> [Written task a] Can you pull out, word for word, the stretch of the records from the line containing "Exercise. Point to the stucco" through the line containing "(1053, 267)", with both of those lines included and nothing else?

______________________________

MEMORANDUM
DALZELL, District Judge.
I.
Introduction
Callye Bistrian appeals a decision of the United States Bankruptcy Court for the Eastern District of Pennsylvania to convert her Chapter 13 petition to a Chapter 7 liquidation. She presents three questions for our review. First, may a debtor orally request a voluntary dismissal of her Chapter 13 petition at a hearing on another party’s motion, or must she instead file a written motion? Second, did the court err when it refused to qualify an expert witness? Third, did the court err in converting Bistrian’s Chapter 13 petition?
We have jurisdiction of this timely appeal pursuant to 28 U.S.C. § 158(a).
We affirm.
II.
Background Facts
On August 16, 1994, Callye Bistrian filed for bankruptcy again. Her 1994 Chapter 13 petition was at least the second — and probably the third — attempt to stop a sheriffs sale of her house.
2/23/95 Hrg.Tr. at 16. Unfortunately, Bistrian’s petition exceeded the $350,000 secured debt limit for a Chapter 13 petition, and she had no regular income with which to make payments (other than a monthly gift of $2,000 from her husband’s parents).
Id.
at 11-12;
see
11 U.S.C. § 109(e) (“Only an individual with regular income ... may be a debtor under Chapter 13.”). Perhaps unsurprisingly, then, Bistrian failed to make scheduled payments. 2/23/95 Hrg.Tr. at 14-15;
see
11 U.S.C. § 1326.

______________________________

> [Written task b] Would you copy the stretch of the memorandum from "Background Facts" through "U.S.C. § 1326." without changing a word?

______________________________

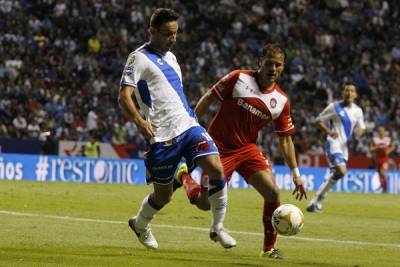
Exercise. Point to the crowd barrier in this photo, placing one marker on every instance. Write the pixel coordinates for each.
(104, 170)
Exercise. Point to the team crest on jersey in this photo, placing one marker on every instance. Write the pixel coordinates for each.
(273, 102)
(202, 146)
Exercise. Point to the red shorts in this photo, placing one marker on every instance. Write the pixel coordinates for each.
(246, 161)
(380, 162)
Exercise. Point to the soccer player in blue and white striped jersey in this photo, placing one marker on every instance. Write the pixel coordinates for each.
(153, 75)
(339, 120)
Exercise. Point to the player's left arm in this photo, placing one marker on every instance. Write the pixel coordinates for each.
(285, 128)
(287, 148)
(204, 103)
(391, 148)
(360, 129)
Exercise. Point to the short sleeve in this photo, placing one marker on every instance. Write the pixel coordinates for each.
(327, 114)
(360, 121)
(224, 87)
(133, 70)
(283, 124)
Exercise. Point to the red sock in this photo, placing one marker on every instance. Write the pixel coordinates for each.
(382, 178)
(269, 232)
(204, 182)
(191, 187)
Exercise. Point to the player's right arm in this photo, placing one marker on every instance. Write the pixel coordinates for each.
(324, 116)
(129, 108)
(133, 72)
(204, 103)
(219, 91)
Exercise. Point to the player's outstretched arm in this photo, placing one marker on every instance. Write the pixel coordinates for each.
(129, 108)
(322, 126)
(288, 151)
(204, 103)
(359, 132)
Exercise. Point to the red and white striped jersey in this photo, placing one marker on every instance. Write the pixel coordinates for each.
(382, 144)
(246, 108)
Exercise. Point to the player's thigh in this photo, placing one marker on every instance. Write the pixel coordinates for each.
(201, 150)
(384, 166)
(212, 165)
(229, 164)
(264, 183)
(162, 193)
(161, 162)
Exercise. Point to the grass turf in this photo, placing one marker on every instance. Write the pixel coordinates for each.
(67, 224)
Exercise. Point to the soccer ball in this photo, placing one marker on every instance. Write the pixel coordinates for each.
(287, 219)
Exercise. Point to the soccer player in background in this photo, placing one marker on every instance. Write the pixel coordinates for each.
(338, 121)
(382, 146)
(153, 74)
(250, 99)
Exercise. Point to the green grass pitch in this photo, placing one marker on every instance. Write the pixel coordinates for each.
(66, 224)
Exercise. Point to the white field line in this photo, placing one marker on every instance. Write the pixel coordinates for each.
(77, 219)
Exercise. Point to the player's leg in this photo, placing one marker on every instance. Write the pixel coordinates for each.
(338, 170)
(256, 170)
(264, 184)
(382, 168)
(191, 187)
(218, 199)
(201, 150)
(161, 162)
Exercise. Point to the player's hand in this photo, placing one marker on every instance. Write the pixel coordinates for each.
(333, 134)
(299, 192)
(147, 129)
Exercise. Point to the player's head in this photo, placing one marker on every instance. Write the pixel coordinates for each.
(271, 63)
(349, 92)
(163, 28)
(381, 131)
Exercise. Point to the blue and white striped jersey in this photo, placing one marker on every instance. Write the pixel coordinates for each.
(157, 80)
(342, 120)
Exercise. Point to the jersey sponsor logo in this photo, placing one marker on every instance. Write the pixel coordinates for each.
(273, 102)
(253, 110)
(202, 146)
(129, 69)
(220, 88)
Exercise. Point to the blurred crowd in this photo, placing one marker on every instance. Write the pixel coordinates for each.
(61, 61)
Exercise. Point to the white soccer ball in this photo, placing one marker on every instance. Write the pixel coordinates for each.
(287, 219)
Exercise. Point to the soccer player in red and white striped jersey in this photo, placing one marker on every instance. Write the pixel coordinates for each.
(382, 146)
(251, 99)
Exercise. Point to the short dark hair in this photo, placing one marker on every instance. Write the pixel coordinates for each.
(162, 15)
(272, 48)
(349, 83)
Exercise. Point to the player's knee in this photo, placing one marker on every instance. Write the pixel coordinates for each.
(161, 201)
(338, 174)
(272, 195)
(203, 206)
(216, 171)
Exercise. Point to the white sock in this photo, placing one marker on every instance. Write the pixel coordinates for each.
(324, 188)
(218, 202)
(145, 214)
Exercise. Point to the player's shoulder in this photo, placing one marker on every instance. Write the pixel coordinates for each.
(280, 91)
(235, 74)
(136, 54)
(357, 108)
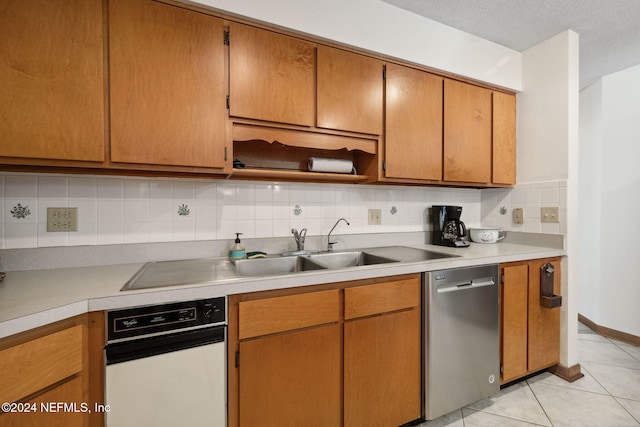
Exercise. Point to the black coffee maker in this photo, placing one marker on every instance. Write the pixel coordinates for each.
(448, 230)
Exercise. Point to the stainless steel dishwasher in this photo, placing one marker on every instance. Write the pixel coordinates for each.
(166, 365)
(462, 341)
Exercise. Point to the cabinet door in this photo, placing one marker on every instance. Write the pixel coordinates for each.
(413, 132)
(467, 132)
(544, 323)
(271, 76)
(51, 80)
(292, 379)
(504, 138)
(382, 374)
(513, 304)
(167, 85)
(349, 91)
(382, 353)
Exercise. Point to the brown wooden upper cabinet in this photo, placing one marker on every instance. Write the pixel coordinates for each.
(168, 90)
(413, 138)
(271, 76)
(467, 133)
(504, 138)
(51, 80)
(349, 91)
(281, 79)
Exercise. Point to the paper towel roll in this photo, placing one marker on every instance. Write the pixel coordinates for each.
(318, 164)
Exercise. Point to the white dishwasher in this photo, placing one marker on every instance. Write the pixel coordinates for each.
(166, 365)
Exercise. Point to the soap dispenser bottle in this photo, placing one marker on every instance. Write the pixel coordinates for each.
(237, 250)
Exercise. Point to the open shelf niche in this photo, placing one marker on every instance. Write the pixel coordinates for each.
(283, 154)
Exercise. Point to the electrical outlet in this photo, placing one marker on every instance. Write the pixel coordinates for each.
(518, 215)
(549, 215)
(375, 216)
(62, 219)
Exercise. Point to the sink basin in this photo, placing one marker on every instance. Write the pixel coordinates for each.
(180, 272)
(349, 259)
(271, 266)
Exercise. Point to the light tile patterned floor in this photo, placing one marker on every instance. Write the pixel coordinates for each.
(607, 396)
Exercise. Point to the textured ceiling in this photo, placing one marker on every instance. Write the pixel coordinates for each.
(609, 29)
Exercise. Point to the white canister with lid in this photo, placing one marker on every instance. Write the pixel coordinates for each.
(486, 234)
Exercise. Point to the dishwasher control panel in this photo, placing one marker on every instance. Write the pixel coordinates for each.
(148, 320)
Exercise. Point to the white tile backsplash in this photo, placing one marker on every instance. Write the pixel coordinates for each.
(115, 210)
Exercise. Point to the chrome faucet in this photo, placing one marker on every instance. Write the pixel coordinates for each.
(329, 242)
(299, 237)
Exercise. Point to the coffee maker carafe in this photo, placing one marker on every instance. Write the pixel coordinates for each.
(448, 230)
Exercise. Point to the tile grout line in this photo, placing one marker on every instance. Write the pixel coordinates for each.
(540, 403)
(604, 388)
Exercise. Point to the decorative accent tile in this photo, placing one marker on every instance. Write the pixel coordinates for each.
(183, 210)
(20, 212)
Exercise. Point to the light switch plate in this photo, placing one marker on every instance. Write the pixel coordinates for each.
(62, 219)
(375, 216)
(518, 215)
(549, 215)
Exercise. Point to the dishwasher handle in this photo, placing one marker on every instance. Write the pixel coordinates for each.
(467, 284)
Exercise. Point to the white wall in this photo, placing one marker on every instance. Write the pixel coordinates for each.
(611, 108)
(591, 134)
(547, 148)
(379, 27)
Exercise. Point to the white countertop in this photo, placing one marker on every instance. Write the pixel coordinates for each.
(29, 299)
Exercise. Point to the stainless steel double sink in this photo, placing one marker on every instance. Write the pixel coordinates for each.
(296, 264)
(208, 270)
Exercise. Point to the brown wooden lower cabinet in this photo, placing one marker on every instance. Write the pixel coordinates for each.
(342, 354)
(530, 332)
(54, 374)
(382, 369)
(292, 379)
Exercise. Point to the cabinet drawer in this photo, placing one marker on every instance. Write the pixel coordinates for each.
(37, 364)
(280, 314)
(382, 298)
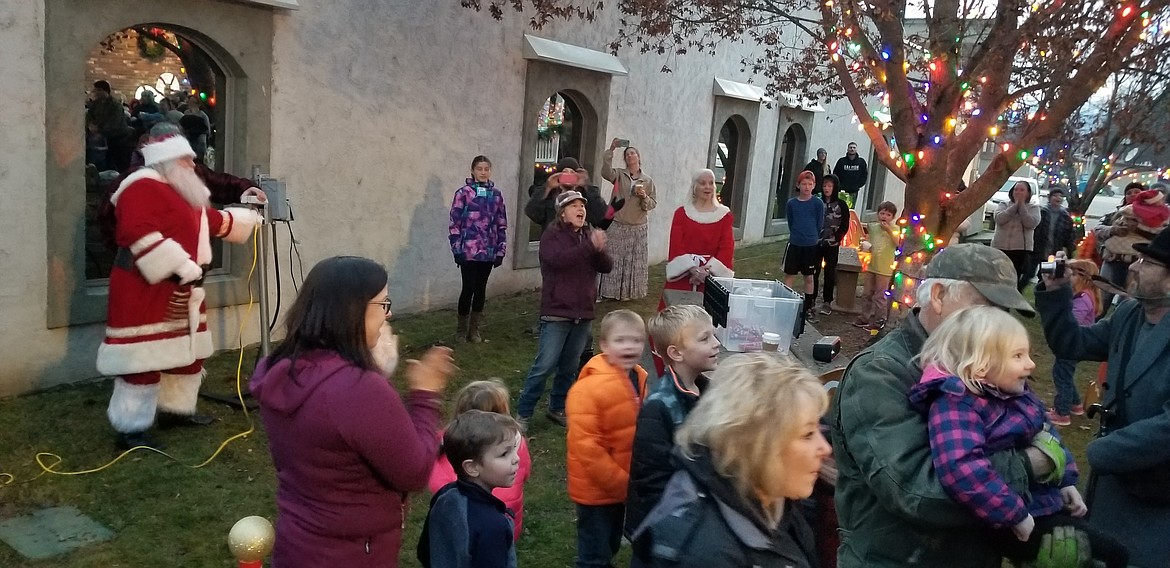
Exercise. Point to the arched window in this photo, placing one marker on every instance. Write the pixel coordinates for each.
(183, 82)
(558, 135)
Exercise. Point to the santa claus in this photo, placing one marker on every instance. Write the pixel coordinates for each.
(156, 335)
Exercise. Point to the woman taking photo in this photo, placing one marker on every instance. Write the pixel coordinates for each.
(634, 197)
(701, 239)
(572, 254)
(1016, 223)
(749, 451)
(345, 446)
(479, 241)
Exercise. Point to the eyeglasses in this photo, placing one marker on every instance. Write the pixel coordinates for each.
(1142, 260)
(385, 305)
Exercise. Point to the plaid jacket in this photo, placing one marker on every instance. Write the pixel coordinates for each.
(965, 428)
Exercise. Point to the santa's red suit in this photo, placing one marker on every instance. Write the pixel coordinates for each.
(156, 336)
(697, 239)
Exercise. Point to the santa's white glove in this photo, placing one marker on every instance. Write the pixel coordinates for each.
(188, 272)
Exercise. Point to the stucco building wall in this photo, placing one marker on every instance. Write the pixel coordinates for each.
(376, 111)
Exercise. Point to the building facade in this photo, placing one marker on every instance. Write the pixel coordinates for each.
(370, 113)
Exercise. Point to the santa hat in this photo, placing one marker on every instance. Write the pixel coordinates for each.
(1150, 209)
(166, 149)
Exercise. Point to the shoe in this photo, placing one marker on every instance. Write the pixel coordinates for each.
(1059, 419)
(167, 421)
(135, 439)
(461, 329)
(557, 417)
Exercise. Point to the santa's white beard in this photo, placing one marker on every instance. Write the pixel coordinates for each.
(185, 182)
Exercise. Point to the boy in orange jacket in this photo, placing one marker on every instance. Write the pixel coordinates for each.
(601, 412)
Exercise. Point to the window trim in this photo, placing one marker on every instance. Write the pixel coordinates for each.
(71, 299)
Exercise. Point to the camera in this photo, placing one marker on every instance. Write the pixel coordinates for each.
(1053, 267)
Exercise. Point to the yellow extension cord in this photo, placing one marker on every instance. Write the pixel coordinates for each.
(55, 460)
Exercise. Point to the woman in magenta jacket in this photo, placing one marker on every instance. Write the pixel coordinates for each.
(345, 446)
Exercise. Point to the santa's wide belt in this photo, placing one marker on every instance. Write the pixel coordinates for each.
(124, 259)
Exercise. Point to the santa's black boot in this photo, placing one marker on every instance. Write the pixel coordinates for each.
(177, 401)
(167, 421)
(131, 412)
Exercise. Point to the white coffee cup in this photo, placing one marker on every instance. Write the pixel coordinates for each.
(771, 341)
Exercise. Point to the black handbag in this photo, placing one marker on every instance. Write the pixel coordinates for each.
(1149, 485)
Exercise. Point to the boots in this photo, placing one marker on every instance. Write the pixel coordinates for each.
(461, 329)
(473, 333)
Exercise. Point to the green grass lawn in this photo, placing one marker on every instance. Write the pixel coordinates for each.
(166, 513)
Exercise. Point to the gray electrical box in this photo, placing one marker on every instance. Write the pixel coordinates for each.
(277, 199)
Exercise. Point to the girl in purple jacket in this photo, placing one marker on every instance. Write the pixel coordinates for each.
(975, 395)
(348, 449)
(1086, 308)
(479, 241)
(572, 254)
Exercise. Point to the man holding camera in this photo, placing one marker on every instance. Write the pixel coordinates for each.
(156, 335)
(1129, 491)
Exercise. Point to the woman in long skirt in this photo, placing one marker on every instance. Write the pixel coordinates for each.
(633, 198)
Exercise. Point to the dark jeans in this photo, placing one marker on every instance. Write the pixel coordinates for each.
(598, 534)
(1105, 548)
(1020, 260)
(559, 349)
(475, 286)
(1062, 377)
(827, 255)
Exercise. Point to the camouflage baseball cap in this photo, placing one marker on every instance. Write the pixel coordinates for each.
(988, 269)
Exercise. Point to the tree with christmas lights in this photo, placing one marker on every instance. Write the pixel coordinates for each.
(1120, 136)
(930, 89)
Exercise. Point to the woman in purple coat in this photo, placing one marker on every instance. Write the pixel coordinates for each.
(479, 241)
(346, 447)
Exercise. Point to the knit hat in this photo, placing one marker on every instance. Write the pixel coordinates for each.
(569, 197)
(566, 177)
(166, 149)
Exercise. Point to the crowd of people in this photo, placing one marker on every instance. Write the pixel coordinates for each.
(940, 452)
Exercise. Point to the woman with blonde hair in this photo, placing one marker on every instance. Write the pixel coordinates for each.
(1086, 309)
(633, 198)
(489, 396)
(749, 450)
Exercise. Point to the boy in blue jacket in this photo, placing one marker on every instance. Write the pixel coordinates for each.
(467, 526)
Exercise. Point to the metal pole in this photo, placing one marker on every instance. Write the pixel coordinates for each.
(265, 243)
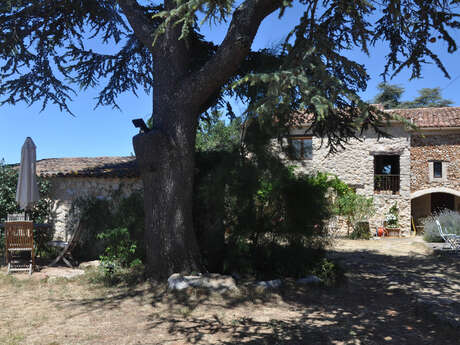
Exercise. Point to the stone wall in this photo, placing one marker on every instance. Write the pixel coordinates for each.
(65, 190)
(355, 166)
(435, 147)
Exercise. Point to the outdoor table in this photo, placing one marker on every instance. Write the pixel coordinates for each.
(38, 226)
(393, 232)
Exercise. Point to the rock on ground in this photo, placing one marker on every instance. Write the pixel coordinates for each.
(270, 284)
(214, 282)
(309, 280)
(87, 264)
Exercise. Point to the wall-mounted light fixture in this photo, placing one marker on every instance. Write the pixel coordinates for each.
(139, 123)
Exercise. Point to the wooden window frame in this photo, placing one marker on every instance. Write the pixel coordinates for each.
(302, 139)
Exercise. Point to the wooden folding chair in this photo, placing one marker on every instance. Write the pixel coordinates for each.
(19, 237)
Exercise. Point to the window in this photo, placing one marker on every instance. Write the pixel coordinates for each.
(437, 169)
(386, 173)
(301, 148)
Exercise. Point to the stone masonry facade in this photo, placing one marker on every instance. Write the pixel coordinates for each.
(435, 147)
(355, 166)
(66, 190)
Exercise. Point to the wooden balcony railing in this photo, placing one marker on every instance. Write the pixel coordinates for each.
(386, 182)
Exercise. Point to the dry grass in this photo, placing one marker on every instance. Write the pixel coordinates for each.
(376, 306)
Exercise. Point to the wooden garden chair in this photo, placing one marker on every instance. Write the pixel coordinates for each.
(19, 237)
(453, 240)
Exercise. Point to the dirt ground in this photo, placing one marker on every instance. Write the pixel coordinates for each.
(377, 305)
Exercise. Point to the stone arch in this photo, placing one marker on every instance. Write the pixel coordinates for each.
(422, 192)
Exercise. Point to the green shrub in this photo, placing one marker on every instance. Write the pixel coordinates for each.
(329, 272)
(255, 217)
(355, 208)
(361, 231)
(450, 221)
(108, 220)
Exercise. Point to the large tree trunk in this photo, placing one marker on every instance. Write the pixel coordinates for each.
(166, 162)
(166, 154)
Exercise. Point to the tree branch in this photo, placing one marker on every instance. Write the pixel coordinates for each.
(140, 23)
(245, 22)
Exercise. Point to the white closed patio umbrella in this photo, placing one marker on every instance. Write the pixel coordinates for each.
(27, 190)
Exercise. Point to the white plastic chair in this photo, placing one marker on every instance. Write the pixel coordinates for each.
(452, 240)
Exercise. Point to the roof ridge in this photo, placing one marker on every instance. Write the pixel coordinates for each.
(429, 108)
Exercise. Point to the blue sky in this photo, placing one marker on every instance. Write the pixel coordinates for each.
(108, 132)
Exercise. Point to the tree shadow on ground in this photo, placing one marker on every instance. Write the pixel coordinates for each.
(378, 304)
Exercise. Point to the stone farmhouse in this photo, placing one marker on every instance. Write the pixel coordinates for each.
(420, 170)
(73, 178)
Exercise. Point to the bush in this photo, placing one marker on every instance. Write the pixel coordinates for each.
(107, 222)
(329, 272)
(361, 231)
(450, 221)
(355, 208)
(255, 217)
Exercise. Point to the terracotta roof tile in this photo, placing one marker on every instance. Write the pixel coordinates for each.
(423, 117)
(431, 117)
(88, 167)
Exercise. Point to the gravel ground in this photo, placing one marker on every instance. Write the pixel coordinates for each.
(392, 295)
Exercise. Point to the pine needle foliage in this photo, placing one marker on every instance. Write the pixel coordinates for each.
(45, 53)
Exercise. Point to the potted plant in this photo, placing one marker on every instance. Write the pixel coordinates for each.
(392, 218)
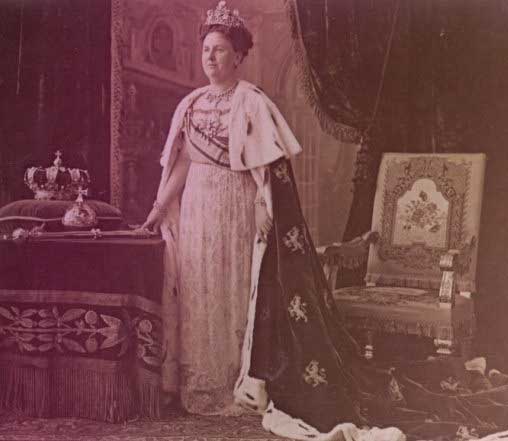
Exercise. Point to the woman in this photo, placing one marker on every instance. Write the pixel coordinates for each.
(223, 208)
(228, 209)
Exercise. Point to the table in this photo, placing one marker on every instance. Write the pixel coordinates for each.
(80, 327)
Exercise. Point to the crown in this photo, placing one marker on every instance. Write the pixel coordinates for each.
(221, 15)
(56, 182)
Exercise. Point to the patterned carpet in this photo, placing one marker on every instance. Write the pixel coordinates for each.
(174, 428)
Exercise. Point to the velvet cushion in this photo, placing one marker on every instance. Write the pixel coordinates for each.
(31, 213)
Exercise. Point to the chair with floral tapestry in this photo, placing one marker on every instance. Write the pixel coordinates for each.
(422, 252)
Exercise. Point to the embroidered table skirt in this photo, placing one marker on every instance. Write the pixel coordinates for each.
(80, 327)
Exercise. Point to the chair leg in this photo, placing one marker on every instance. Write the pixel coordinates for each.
(444, 341)
(369, 345)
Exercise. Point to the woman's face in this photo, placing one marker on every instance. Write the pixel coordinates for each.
(218, 57)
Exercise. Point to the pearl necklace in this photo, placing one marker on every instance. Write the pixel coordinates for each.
(216, 98)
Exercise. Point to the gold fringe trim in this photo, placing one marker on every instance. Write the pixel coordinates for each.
(338, 130)
(106, 396)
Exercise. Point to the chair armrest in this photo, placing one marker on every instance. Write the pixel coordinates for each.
(351, 254)
(448, 265)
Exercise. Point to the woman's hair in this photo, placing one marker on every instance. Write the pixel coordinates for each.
(240, 37)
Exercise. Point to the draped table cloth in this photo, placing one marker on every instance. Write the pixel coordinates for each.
(80, 327)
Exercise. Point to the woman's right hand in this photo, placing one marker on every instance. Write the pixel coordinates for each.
(154, 220)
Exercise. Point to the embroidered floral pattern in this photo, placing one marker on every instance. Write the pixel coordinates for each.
(298, 309)
(314, 375)
(281, 171)
(294, 240)
(78, 330)
(424, 214)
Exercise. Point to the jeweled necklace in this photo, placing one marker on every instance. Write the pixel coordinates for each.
(216, 98)
(212, 124)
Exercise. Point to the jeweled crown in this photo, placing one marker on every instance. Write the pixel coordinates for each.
(56, 182)
(222, 15)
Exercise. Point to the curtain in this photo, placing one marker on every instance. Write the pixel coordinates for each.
(432, 94)
(445, 89)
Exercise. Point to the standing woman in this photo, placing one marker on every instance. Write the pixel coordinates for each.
(212, 207)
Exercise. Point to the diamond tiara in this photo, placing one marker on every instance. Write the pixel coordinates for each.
(221, 15)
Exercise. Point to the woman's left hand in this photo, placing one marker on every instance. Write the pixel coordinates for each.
(264, 222)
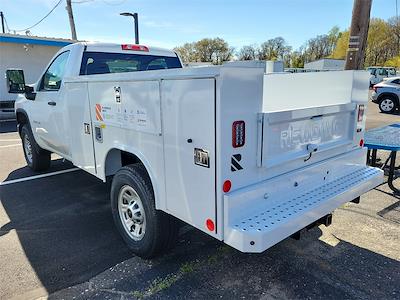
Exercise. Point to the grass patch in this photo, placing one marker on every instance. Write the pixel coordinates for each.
(160, 284)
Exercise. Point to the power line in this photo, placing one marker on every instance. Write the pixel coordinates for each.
(42, 19)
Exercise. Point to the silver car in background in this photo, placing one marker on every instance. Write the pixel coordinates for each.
(387, 94)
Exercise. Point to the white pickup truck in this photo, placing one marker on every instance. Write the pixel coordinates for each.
(248, 157)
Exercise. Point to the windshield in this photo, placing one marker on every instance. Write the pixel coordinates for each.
(103, 62)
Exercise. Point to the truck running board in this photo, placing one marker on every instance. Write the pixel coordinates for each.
(272, 220)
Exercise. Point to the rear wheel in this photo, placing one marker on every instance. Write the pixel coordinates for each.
(36, 158)
(146, 230)
(387, 104)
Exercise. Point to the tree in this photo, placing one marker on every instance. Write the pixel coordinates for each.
(394, 24)
(249, 52)
(380, 43)
(393, 62)
(297, 59)
(214, 50)
(342, 44)
(274, 49)
(187, 52)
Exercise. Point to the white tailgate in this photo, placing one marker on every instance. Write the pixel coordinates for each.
(287, 137)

______________________________

> [Complete output a]
Exercise. Point to the stucco building wall in this photo, placing one marker on every instance. Write the pixel coordinates for each.
(376, 111)
Exercise. Point to the building facade in this photo, placing one marker on every instance. Write the pixel coordinates for each.
(370, 113)
Exercise. Point to the santa hat in this photo, placing one marker on every instance. Write the pixel coordinates for each.
(1150, 209)
(166, 149)
Exercise. Point to the shoe in this photo, placing one marker on every instance. Write the pixel coordinates for each.
(1059, 419)
(167, 421)
(135, 439)
(461, 329)
(557, 417)
Exercise. Point to the santa's white beard in this photo, placing one marker on every instance. Write the pixel coordinates for each.
(185, 182)
Exercise. Point to the boy in orange jacket in this photo, placing one marker on every instance. Write the pixel coordinates for each.
(601, 412)
Exercise. Point to the window trim in this photo, placing one marker on every instance. Write the pixel coordinates for each.
(71, 299)
Exercise. Point to the camera in this photo, placing one marker on every instance. Write the pixel coordinates for each.
(1053, 267)

> [Complete output b]
Background Facts
On August 16, 1994, Callye Bistrian filed for bankruptcy again. Her 1994 Chapter 13 petition was at least the second — and probably the third — attempt to stop a sheriffs sale of her house.
2/23/95 Hrg.Tr. at 16. Unfortunately, Bistrian’s petition exceeded the $350,000 secured debt limit for a Chapter 13 petition, and she had no regular income with which to make payments (other than a monthly gift of $2,000 from her husband’s parents).
Id.
at 11-12;
see
11 U.S.C. § 109(e) (“Only an individual with regular income ... may be a debtor under Chapter 13.”). Perhaps unsurprisingly, then, Bistrian failed to make scheduled payments. 2/23/95 Hrg.Tr. at 14-15;
see
11 U.S.C. § 1326.